## Exercise instructions
(a) According to the page excerpt, how fast could the rebound warming be per decade?
(b) Write out the page excerpt's passage, everything from "Bring the geo-engineering" down to "and threaten civilization.", swapping "havoc" for "chaos".

## Page excerpt

Bring the geo-engineering process to a halt, and those sun-warmed carbon sinks spit the carbon dioxide right back into the atmosphere. The rebound warming, to temperatures that would have been reached without the geo-engineering, would be 10 to 20 times the pace of today’s global warming. The rapid warming, up to 7 degrees Fahrenheit per decade, would wreak havoc on the planet and threaten civilization.

To prevent disaster, the geo-engineering process would have to continue as long as carbon-dioxide levels were elevated. A quarter of the carbon dioxide that comes out of your car’s tailpipe is still in the atmosphere a thousand years later, Caldeira said.

“We’ve never had systems work for a thousand years without failure,” he added.

## Record excerpts
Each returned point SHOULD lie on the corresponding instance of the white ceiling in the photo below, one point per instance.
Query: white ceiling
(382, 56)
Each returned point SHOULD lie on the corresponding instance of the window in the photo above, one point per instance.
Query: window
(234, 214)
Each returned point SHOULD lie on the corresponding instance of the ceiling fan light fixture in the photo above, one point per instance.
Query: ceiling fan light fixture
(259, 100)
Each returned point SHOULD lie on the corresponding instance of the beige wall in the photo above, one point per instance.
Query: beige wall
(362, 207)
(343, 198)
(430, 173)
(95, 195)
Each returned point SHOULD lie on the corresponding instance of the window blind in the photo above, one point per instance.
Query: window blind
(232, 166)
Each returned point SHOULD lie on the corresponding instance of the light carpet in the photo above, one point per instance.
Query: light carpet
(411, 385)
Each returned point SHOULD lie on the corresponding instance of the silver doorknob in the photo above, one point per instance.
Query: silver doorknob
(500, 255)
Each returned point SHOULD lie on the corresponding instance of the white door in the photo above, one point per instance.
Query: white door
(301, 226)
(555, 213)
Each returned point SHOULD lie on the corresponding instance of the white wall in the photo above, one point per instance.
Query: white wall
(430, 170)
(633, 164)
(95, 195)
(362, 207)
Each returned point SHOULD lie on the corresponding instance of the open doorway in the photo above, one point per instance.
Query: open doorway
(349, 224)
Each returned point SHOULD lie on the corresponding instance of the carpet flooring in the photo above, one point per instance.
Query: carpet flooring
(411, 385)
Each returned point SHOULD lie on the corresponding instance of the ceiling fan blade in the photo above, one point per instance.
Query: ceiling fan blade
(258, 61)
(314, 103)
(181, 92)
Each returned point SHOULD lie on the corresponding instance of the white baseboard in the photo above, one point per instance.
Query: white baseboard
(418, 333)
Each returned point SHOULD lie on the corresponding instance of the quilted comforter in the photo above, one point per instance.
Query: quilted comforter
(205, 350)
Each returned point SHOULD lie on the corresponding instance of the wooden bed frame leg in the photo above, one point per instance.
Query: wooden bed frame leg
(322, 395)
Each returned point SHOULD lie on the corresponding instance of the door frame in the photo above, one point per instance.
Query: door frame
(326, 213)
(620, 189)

--

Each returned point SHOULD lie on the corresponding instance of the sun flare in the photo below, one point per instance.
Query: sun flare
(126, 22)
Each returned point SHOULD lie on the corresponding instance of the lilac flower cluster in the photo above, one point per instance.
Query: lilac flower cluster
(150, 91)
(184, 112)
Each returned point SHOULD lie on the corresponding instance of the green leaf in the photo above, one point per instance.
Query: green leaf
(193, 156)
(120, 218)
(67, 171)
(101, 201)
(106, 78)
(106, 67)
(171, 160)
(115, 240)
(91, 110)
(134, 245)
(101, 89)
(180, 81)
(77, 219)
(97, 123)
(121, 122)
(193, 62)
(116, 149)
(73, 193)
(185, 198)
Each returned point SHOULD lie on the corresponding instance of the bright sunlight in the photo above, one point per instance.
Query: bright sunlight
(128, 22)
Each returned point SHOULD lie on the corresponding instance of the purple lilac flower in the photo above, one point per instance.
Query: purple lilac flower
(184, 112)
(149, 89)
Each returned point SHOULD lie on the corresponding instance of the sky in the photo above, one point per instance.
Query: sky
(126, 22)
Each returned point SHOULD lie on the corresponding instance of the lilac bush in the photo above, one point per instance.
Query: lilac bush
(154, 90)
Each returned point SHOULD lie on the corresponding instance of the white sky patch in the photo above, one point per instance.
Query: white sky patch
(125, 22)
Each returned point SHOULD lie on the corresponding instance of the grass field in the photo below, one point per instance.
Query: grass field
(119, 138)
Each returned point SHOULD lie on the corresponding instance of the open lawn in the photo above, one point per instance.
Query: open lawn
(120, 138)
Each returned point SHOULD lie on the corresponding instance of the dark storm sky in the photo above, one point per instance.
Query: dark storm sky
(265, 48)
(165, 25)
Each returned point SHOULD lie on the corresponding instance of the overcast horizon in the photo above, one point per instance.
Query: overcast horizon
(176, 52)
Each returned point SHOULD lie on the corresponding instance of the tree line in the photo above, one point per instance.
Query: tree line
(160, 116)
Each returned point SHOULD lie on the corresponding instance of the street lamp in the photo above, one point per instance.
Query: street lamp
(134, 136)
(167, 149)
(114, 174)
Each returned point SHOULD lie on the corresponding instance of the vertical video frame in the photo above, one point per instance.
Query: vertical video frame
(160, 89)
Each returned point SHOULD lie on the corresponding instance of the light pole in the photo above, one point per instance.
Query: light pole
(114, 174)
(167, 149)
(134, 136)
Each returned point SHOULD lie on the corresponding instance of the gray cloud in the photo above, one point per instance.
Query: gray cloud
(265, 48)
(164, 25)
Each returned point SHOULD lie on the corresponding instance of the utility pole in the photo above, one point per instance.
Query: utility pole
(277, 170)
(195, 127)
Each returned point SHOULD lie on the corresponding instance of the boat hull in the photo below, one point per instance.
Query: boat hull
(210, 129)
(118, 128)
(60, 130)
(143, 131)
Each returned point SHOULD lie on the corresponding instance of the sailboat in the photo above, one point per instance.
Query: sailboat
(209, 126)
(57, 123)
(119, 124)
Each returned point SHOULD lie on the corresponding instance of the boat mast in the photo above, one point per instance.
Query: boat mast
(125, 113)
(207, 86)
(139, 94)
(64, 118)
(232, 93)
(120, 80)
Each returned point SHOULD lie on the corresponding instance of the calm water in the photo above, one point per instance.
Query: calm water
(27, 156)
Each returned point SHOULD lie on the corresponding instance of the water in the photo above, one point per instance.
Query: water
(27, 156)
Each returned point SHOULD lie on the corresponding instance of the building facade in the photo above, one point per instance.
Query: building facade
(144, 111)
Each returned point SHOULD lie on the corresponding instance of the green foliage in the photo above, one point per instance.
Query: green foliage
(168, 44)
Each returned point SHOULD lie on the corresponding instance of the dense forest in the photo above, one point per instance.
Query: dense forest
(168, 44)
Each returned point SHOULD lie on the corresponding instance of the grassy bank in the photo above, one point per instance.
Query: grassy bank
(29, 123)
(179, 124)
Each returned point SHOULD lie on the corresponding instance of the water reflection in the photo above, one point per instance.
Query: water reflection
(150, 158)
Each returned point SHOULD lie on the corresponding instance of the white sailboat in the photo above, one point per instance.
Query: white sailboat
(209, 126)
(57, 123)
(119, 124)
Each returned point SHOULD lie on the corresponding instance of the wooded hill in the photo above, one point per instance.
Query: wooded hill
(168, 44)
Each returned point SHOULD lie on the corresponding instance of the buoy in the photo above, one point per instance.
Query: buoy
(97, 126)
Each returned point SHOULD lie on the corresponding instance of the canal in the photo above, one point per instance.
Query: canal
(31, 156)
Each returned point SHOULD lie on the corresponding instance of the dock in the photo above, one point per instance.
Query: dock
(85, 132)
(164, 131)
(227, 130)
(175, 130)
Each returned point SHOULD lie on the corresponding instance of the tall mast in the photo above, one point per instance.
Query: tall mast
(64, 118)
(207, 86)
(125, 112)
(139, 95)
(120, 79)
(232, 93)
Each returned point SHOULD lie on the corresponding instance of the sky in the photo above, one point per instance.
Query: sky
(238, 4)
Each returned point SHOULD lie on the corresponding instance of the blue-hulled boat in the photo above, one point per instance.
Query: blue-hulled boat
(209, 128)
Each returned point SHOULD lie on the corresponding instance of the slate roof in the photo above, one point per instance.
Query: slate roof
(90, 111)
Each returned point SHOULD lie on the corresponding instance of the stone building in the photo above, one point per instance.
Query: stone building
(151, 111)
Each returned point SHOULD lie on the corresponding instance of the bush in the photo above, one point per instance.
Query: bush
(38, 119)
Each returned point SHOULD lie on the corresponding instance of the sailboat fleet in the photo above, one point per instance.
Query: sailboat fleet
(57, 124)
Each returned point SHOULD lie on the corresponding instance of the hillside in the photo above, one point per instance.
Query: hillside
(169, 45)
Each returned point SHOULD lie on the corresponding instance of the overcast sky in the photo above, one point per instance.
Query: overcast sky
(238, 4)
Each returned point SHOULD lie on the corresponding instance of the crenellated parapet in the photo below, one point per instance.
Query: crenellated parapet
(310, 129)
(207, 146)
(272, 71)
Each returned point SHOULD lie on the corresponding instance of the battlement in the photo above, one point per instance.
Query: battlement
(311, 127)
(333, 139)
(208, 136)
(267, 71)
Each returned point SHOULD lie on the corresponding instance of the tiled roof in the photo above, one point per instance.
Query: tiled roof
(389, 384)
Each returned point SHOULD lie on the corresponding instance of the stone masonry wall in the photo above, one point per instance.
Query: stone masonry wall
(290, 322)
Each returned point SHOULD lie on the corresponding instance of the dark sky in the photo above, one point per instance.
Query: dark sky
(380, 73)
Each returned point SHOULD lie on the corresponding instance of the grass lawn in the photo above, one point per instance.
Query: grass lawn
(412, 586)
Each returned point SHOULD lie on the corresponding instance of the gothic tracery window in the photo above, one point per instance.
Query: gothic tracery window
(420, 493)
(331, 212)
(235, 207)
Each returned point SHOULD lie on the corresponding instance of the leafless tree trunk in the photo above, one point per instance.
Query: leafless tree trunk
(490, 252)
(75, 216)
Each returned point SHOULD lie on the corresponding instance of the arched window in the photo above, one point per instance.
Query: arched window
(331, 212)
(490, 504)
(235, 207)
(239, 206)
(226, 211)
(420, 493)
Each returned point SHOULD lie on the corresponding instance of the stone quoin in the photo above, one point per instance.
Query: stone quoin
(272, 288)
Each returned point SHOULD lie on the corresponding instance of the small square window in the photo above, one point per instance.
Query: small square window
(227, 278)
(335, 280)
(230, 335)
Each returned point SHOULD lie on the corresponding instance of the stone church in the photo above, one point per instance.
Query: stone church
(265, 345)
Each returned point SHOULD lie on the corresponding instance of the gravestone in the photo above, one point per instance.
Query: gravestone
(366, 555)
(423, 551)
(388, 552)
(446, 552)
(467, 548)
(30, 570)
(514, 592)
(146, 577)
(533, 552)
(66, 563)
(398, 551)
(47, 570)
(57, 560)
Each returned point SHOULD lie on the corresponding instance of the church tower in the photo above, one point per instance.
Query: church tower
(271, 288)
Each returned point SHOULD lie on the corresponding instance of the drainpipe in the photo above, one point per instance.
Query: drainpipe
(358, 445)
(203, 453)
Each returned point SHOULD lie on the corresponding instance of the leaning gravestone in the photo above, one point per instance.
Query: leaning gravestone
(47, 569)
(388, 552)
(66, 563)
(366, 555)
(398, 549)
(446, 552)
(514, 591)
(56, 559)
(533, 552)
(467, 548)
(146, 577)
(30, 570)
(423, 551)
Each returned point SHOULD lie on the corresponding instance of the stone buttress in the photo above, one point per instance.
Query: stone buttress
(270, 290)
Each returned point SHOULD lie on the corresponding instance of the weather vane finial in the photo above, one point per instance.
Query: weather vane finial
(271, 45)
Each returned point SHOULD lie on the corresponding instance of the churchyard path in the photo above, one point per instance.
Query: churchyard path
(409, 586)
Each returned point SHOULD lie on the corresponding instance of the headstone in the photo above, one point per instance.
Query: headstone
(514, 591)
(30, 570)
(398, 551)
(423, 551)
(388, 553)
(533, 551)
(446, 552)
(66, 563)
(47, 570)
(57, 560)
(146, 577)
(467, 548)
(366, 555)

--

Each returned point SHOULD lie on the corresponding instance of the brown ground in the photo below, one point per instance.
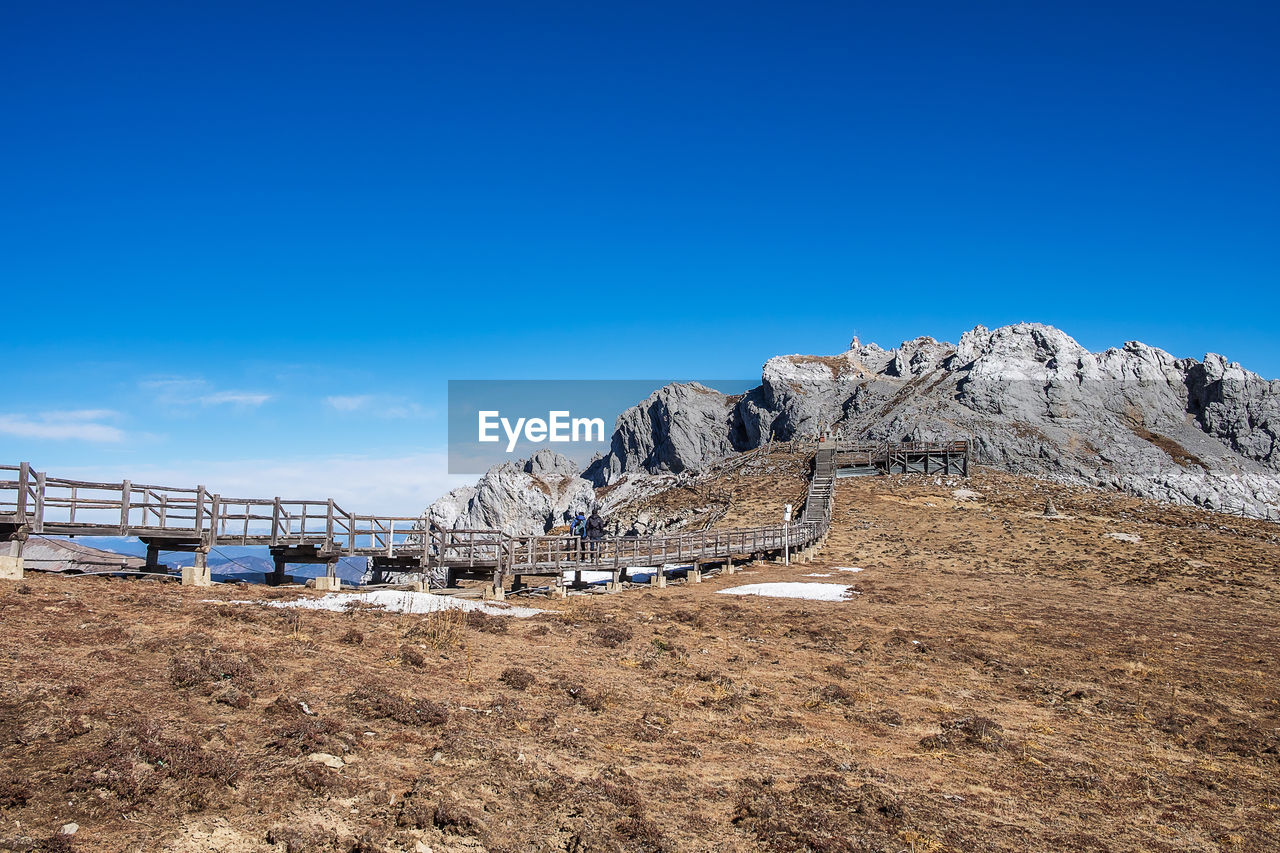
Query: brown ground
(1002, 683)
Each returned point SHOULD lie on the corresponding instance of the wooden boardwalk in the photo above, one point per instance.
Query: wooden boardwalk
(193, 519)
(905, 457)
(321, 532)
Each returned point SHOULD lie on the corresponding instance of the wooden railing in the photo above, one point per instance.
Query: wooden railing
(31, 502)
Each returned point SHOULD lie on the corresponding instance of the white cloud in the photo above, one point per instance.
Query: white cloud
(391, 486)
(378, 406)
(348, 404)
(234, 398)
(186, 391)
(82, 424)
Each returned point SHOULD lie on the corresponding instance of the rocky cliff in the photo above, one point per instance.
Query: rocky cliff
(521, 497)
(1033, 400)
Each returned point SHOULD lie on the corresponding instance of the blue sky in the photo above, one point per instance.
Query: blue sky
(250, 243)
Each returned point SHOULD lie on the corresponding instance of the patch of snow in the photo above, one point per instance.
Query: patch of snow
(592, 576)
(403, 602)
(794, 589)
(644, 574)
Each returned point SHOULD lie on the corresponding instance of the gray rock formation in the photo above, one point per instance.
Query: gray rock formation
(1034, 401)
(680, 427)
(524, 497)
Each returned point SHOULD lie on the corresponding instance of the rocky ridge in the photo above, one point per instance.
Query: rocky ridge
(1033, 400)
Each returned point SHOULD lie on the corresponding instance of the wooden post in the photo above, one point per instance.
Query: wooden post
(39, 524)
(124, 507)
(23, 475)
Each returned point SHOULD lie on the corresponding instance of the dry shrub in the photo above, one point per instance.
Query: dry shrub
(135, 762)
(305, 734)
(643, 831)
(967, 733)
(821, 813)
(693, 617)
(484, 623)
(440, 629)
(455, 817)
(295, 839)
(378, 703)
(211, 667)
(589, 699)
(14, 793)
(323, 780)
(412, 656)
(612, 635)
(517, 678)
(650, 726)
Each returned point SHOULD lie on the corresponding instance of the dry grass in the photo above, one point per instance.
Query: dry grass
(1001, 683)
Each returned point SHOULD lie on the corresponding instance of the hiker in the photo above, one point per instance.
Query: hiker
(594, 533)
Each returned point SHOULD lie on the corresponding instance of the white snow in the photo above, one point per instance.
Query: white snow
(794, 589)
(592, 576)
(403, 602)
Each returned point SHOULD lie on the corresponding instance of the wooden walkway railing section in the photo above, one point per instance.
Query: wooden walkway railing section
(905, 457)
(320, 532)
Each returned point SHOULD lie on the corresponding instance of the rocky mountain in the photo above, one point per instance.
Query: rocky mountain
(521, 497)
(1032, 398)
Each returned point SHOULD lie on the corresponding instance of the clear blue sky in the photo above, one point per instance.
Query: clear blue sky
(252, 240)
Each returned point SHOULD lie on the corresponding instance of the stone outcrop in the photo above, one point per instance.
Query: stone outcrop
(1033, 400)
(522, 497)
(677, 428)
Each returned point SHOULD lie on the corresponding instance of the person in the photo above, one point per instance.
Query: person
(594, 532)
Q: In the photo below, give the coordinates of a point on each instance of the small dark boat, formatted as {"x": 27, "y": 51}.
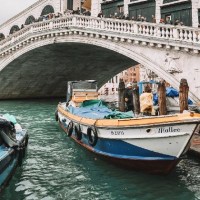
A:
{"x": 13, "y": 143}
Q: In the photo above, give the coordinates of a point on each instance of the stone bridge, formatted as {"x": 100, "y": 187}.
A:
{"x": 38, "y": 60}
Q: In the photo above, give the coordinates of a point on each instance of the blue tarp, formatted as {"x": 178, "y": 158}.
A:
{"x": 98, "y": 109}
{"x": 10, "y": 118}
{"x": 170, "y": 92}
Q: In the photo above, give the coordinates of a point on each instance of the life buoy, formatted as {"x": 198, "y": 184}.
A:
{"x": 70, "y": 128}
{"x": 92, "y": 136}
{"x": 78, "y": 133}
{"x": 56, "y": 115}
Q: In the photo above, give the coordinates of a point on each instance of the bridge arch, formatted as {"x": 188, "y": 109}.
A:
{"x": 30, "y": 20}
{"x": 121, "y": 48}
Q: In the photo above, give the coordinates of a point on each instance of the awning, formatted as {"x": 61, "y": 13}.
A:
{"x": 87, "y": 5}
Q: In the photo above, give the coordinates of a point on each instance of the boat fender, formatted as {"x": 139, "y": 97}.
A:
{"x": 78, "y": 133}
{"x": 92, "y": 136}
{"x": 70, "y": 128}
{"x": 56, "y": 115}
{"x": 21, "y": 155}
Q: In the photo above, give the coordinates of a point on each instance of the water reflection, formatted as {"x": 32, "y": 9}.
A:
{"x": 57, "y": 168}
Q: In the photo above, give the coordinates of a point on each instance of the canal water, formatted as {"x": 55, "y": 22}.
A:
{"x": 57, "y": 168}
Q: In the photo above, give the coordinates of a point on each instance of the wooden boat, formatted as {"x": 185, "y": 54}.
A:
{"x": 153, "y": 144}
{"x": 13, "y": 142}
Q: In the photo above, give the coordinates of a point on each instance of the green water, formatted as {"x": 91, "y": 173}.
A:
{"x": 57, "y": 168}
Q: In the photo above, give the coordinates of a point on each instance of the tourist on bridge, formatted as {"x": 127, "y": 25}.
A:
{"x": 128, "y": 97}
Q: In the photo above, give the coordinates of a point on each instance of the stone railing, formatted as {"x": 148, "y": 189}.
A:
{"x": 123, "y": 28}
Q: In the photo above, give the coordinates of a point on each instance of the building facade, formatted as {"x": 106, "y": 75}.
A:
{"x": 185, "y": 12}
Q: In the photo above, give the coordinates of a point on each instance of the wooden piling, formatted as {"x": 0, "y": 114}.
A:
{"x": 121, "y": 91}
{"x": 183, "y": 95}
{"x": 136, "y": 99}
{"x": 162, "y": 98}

## Solutions in order
(a) Up to 7 degrees Fahrenheit per decade.

(b)
Bring the geo-engineering process to a halt, and those sun-warmed carbon sinks spit the carbon dioxide right back into the atmosphere. The rebound warming, to temperatures that would have been reached without the geo-engineering, would be 10 to 20 times the pace of today’s global warming. The rapid warming, up to 7 degrees Fahrenheit per decade, would wreak chaos on the planet and threaten civilization.